Saved entries
_____

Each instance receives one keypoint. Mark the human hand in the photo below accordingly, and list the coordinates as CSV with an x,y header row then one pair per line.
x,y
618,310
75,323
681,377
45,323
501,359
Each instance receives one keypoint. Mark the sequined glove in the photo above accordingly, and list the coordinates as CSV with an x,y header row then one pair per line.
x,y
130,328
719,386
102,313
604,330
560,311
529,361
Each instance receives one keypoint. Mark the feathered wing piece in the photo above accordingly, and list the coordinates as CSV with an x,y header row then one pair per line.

_____

The records above should be repeated in full, exactly as given.

Result of this exercise:
Each instance receives one keypoint. Mark the human hand in the photo below accordingly, and list the coordinates as CSV with an x,y header row then one pair per line.
x,y
618,310
75,323
681,377
45,323
501,359
Each instance receives one keypoint. Mark the sequined glove in the photo above accordingly, and list the coordinates as CSV with an x,y header row then one pair per line.
x,y
130,328
719,386
102,313
604,330
560,311
529,361
Each instance receives one keypoint. Mark the feathered wing piece in the photo above accordingly, and list the coordinates as CSV with an x,y header row then one pair per line.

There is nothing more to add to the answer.